### Directions
(1) In the passage on Wolves below, what formation did Wolves play week after week last season?
(2) Summarize the passage on Wolves below in two sentences.
(3) List every football club named in the passage on Wolves below.

Regardless of transfer business however, one of the things that has really put Wolves back on the map is the brand of attacking football brought in by manager Nuno Espírito Santo. It’s been noticeable just how well they’ve managed to hold their own against Everton and Leicester so far, despite some rotten luck at the King Power last weekend. Will Nuno look to continue with this approach against more aggressive sides like City, or might he seek to innovate his 3-4-3 set up?
One of Nuno’s many principles is to imprint and impose his philosophy on the opposition and not sacrifice his beliefs for anybody. Last season it was 3-4-3 week after week and to be honest, I thought they’d come unstuck at some point for not having a plan B.
That didn’t prove to the case – they waltzed the league and played the finest football I’ve ever seen at Molineux. However, they’re now a much smaller fish in a much bigger pond and they may have to respect the opposition a little more this season. A couple of the players have already spoken of the difficult in prising apart opposition defences, who are obviously far more organised and savvy than those in the Championship. You’re more likely to see Robert Taylor given a rousing standing ovation from both sets of fans at Molineux on Saturday than you are to hear Nuno shout ‘get it in the mixer lads’ but the head coach may need a plan B up his sleeve this season.
Indeed, City fans will be all too familiar with Wolves after they became the first side to stop Guardiola’s side scoring inside 90 minutes last October. What can fans expect when the two sides face off at the Molineux on Saturday?

### Data to examine
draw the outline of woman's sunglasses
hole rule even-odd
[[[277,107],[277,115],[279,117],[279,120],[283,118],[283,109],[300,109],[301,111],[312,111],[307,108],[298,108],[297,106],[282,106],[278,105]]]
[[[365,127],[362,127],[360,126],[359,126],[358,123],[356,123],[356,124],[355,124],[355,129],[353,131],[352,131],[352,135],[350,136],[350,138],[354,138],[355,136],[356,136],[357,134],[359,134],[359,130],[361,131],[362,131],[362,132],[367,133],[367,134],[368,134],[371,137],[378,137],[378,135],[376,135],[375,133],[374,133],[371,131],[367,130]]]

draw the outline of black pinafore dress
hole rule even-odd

### Solutions to the problems
(1) 3-4-3

(2) Manager Nuno Espírito Santo has revived Wolves with attacking football, imposing his 3-4-3 setup week after week last season as the team waltzed the league. Now facing more organized defenses, he may need a plan B, and City, whom Wolves stopped from scoring inside 90 minutes last October, visit Molineux on Saturday.

(3) Wolves, Everton, Leicester, City